::: Source passage

The 'One Dog' Policy: Because It Worked So Well for Humans


The local government in Beijing is imposing a new "one dog" policy in an effort to combat an outbreak of rabies. In a country where something like 97 percent of dogs are unvaccinated, this solution seems both excessively stringent and not stringent enough. But it may be preferable to the Yunnan Province policy of beating dogs to death as their owners are walking them without even bothering to check for a vaccination certificate. A.P. notes that Chinese attitudes toward dogs, which used to be seen as "a bourgeois affectation" and "hunted as pests," are evolving, which helps explain why the random killings of 50,000 or so aroused broad popular outrage. When I was in China a few years ago, a fellow traveler described a market in Gunagzhou that illustrated the changing status of canines: It sold dogs and cats for pets alongside dogs and cats for food. I suspect the pets get moved to the food section if they don't sell fast enough.

Responding to the "one dog" policy, Wayne Pacelle, president of the Humane Society of the United States, tells A.P. "the focus should be on rabies vaccination rather than a limitation on the number of dogs in a household," which makes sense to me. But Ingrid Newkirk, president of People for the Ethical Treatment of Animals, welcomes the "one dog" policy, saying, "It's sad that it comes to this, but for the dogs' sake, restricting people to one dog stops impulse acquisition, encourages better care and will reduce the numbers who are suffering on the streets."

Really? Since China's "one child" policy (combined with the preference for boys) leads to the abandonment of baby girls, it seems to me that the "one dog" policy will have a similar result for dogs, unless we think people are more sentimental about their pets than they are about their children. The restriction is also apt to increase the number of  dogs sold as food instead of pets. Does PETA think it's better to be eaten than beaten?

For that matter, how can PETA approve of pet ownership at all? If a chicken slaughterhouse is akin to Auschwitz, surely keeping a dog is akin to slavery. To respect your dog's rights, don't you have to at least give him the option of leaving rather than keeping him locked up? Presumably not, since that would tend to "increase the numbers who are suffering in the street."

::::::
::: Data listing

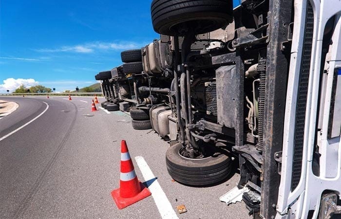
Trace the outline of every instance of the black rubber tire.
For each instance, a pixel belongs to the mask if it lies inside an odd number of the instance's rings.
[[[179,153],[182,146],[181,143],[176,144],[166,153],[167,170],[175,181],[189,185],[208,186],[221,182],[229,175],[232,164],[225,150],[212,146],[212,156],[190,159]]]
[[[179,25],[185,25],[200,34],[232,21],[233,0],[153,0],[151,11],[153,27],[159,34],[174,36]]]
[[[132,120],[133,128],[136,130],[150,129],[152,128],[151,120]]]
[[[104,80],[107,78],[111,78],[111,72],[107,71],[98,73],[98,78]]]
[[[104,108],[104,104],[110,104],[110,102],[108,101],[106,101],[105,102],[102,102],[102,103],[101,103],[101,107],[102,107],[102,108]]]
[[[142,61],[142,55],[141,50],[131,50],[121,53],[121,59],[122,62],[135,62]]]
[[[125,74],[140,73],[143,71],[143,67],[142,62],[123,64],[123,73]]]
[[[148,110],[137,109],[136,107],[130,108],[130,116],[134,120],[147,120],[150,118]]]
[[[115,104],[108,104],[106,109],[108,111],[117,111],[119,110],[119,107]]]

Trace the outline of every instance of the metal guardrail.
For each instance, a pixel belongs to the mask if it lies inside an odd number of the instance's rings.
[[[0,93],[0,96],[95,96],[96,94],[98,96],[103,96],[102,92],[72,92],[70,93]]]

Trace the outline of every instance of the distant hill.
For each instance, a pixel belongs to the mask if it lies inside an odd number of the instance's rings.
[[[90,86],[85,87],[82,88],[79,88],[78,92],[101,92],[101,85],[99,83],[94,84]],[[73,91],[71,92],[76,92],[76,91]]]

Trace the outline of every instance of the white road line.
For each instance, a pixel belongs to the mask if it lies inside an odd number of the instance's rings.
[[[142,173],[145,181],[155,179],[155,176],[143,157],[140,156],[135,157],[135,160],[137,163],[141,172]],[[157,182],[157,180],[155,180],[148,188],[152,192],[152,196],[154,199],[154,201],[156,204],[161,218],[163,219],[178,218],[165,192]]]
[[[103,110],[104,111],[105,111],[105,112],[106,112],[107,113],[108,113],[108,114],[111,114],[111,113],[110,113],[110,112],[109,112],[109,111],[108,111],[107,110],[103,108],[103,107],[98,107],[98,108],[100,109],[101,110]]]
[[[46,112],[46,111],[47,110],[49,109],[49,105],[47,104],[47,103],[46,103],[46,102],[45,102],[43,101],[43,103],[44,103],[44,104],[45,104],[46,105],[46,108],[45,108],[45,109],[44,110],[44,111],[43,111],[42,112],[41,112],[41,113],[40,114],[39,114],[39,115],[38,115],[38,116],[37,116],[36,117],[35,117],[34,119],[32,119],[32,120],[31,120],[30,121],[29,121],[29,122],[26,123],[26,124],[23,125],[22,126],[20,126],[20,127],[19,127],[19,128],[17,128],[16,129],[14,130],[14,131],[11,131],[11,132],[9,133],[8,134],[7,134],[7,135],[5,135],[4,136],[3,136],[3,137],[0,138],[0,142],[1,141],[2,141],[3,139],[5,139],[5,138],[7,138],[7,137],[10,136],[12,135],[12,134],[14,134],[15,133],[17,132],[18,131],[19,131],[19,130],[21,129],[21,128],[24,128],[24,127],[25,127],[25,126],[27,126],[28,125],[29,125],[29,124],[30,124],[31,123],[32,123],[32,122],[33,122],[34,121],[35,121],[35,120],[36,120],[37,119],[38,119],[38,118],[39,118],[39,117],[40,117],[40,116],[41,116],[41,115],[42,115],[43,114],[45,113],[45,112]]]

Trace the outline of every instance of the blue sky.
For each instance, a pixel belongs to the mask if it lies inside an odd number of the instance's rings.
[[[21,83],[63,91],[96,83],[95,74],[121,64],[122,51],[158,37],[151,1],[0,0],[0,92]]]

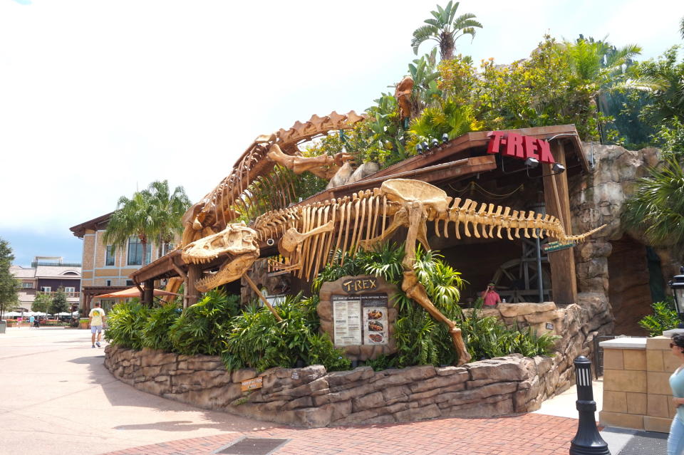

::::::

**What you need to do:**
- A) According to the piece on the "one dog" policy, who is president of the Humane Society of the United States?
- B) Echo the piece on the "one dog" policy word for word, from "Really? Since China's" up to and including "eaten than beaten?".
The material has no connection to the piece on the "one dog" policy.

**Answers to the exercise:**
- A) Wayne Pacelle.

- B)
Really? Since China's "one child" policy (combined with the preference for boys) leads to the abandonment of baby girls, it seems to me that the "one dog" policy will have a similar result for dogs, unless we think people are more sentimental about their pets than they are about their children. The restriction is also apt to increase the number of  dogs sold as food instead of pets. Does PETA think it's better to be eaten than beaten?